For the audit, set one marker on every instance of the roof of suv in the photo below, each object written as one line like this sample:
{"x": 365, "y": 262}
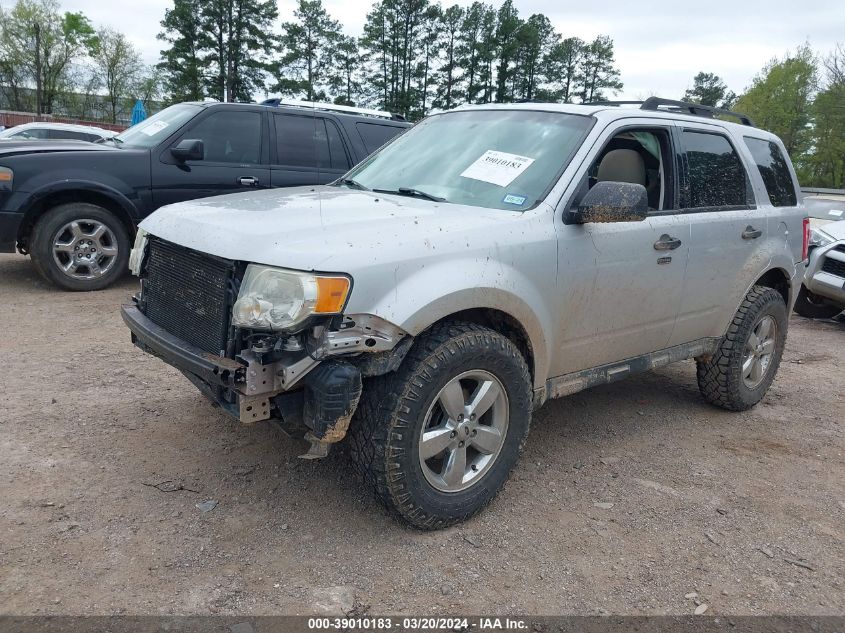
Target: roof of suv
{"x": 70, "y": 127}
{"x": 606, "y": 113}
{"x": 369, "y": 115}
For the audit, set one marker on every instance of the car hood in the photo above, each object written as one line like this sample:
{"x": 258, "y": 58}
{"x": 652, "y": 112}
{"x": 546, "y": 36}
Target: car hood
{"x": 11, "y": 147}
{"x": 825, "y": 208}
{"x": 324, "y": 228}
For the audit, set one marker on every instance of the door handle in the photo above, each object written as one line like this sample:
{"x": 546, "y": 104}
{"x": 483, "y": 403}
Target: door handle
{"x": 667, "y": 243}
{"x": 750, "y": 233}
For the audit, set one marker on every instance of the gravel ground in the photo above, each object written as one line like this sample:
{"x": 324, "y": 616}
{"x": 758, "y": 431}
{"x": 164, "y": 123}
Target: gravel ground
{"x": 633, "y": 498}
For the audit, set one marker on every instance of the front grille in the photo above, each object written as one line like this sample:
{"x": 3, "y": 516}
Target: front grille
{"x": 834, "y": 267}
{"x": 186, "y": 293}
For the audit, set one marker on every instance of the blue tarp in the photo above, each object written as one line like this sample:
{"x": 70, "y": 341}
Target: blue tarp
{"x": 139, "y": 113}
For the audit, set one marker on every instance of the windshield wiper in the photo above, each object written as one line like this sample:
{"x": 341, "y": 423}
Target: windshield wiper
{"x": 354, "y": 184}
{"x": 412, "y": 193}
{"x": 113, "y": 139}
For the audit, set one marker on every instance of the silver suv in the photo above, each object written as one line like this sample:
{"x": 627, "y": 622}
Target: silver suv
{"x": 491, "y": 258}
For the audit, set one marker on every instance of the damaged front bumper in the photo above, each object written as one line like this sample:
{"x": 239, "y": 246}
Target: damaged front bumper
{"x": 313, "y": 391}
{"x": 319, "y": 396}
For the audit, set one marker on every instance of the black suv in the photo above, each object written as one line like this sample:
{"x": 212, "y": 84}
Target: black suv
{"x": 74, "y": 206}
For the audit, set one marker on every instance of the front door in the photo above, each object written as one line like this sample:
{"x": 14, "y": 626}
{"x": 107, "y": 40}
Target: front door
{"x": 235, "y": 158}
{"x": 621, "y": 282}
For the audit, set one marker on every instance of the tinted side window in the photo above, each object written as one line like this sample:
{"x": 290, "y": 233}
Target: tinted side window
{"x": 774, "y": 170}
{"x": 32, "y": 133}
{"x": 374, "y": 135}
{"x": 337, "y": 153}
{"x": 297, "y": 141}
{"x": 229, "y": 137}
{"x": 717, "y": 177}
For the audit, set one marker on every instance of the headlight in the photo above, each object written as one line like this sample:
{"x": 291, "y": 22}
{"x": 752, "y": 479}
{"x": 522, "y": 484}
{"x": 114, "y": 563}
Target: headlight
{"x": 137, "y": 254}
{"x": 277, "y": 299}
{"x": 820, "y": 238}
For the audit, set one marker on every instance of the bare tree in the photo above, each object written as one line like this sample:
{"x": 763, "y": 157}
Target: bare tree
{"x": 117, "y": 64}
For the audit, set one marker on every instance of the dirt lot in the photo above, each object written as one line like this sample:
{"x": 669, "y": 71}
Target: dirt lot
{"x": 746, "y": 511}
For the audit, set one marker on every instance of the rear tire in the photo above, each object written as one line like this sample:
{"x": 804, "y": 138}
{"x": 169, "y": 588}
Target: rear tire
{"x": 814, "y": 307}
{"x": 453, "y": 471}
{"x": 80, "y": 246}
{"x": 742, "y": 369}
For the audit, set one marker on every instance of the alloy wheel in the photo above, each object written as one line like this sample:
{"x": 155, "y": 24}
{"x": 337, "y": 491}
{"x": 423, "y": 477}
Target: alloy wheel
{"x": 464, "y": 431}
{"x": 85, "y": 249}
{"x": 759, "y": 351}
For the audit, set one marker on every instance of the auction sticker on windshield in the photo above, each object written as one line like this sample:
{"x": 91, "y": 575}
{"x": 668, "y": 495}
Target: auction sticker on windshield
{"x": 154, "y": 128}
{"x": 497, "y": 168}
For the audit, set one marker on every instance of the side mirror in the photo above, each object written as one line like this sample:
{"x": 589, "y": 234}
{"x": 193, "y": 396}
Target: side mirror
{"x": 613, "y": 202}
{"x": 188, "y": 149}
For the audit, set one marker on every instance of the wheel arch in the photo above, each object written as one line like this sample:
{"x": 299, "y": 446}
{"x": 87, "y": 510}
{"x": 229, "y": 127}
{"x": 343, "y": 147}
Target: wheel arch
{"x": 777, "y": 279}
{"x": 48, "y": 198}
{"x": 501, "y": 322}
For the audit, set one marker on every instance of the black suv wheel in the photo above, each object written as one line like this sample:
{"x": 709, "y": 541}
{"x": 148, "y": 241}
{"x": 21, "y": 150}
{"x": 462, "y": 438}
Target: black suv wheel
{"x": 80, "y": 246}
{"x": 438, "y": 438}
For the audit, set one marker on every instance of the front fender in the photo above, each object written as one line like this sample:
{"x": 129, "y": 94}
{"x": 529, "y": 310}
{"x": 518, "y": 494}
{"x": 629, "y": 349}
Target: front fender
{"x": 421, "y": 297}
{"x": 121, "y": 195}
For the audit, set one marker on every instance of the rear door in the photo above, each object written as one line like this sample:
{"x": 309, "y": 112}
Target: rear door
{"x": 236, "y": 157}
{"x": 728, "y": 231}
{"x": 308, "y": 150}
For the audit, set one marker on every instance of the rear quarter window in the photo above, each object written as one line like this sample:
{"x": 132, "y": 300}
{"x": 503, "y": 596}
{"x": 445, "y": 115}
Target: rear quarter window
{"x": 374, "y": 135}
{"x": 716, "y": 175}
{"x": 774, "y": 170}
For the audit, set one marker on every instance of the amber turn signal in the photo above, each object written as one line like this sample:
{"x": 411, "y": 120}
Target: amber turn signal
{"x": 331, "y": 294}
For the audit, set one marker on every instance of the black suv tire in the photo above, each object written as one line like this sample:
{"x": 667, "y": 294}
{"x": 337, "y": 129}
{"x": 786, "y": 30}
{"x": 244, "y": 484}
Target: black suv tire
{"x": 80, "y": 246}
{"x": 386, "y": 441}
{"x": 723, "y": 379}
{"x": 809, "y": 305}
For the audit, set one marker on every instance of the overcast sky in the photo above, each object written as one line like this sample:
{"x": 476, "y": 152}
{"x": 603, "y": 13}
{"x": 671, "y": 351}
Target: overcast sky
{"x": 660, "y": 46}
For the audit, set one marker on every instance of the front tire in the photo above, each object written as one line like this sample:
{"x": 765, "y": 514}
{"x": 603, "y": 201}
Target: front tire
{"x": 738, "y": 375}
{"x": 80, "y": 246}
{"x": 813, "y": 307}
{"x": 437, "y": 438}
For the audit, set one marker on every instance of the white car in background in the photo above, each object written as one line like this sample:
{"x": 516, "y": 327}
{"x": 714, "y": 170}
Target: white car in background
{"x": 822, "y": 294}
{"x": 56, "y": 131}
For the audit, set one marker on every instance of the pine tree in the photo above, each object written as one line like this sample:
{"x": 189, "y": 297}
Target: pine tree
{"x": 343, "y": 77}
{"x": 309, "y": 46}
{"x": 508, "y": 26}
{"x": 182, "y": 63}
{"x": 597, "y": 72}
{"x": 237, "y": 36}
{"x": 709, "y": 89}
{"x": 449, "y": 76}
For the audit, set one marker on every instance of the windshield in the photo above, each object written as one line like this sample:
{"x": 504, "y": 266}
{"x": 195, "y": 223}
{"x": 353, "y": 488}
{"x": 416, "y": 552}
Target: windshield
--
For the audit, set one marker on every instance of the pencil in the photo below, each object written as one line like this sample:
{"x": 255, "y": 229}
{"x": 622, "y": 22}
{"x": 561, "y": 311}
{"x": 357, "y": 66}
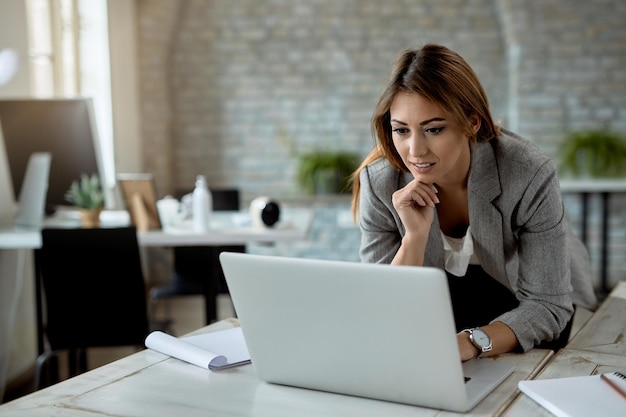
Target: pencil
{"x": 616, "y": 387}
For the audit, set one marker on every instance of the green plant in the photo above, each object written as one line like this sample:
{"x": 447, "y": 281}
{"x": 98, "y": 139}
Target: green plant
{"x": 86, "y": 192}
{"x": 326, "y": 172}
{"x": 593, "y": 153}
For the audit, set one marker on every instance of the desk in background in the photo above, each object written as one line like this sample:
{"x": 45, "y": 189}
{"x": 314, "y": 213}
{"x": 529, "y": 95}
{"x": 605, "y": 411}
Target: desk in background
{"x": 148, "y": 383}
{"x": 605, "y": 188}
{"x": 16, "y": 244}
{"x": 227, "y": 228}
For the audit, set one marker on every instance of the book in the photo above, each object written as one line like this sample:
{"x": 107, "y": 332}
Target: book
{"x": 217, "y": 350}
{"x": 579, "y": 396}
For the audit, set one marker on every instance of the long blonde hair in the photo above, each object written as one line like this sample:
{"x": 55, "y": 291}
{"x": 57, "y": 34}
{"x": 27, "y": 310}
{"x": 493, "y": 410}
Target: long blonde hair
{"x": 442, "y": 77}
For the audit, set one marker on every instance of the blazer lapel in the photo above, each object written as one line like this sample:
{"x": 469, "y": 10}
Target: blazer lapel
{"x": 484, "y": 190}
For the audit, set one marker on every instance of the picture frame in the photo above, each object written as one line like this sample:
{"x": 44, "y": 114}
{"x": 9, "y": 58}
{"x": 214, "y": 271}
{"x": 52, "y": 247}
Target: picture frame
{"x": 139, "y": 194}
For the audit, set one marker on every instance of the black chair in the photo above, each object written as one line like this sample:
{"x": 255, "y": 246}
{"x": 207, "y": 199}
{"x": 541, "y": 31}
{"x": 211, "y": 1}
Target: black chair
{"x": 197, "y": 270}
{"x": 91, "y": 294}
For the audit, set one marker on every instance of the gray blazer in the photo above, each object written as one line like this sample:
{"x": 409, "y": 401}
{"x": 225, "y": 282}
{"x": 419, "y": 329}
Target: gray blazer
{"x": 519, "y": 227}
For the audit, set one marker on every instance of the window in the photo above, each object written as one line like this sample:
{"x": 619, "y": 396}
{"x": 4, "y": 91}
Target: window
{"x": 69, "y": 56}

- INSTRUCTIONS TO FOLLOW -
Identify each line in the data above that contains the string "picture". Copy every such line in full.

- WRITTEN RESPONSE -
For the audit, set one marker on every instance of the picture frame in the photo above, each object written as one line like this sample:
Target: picture frame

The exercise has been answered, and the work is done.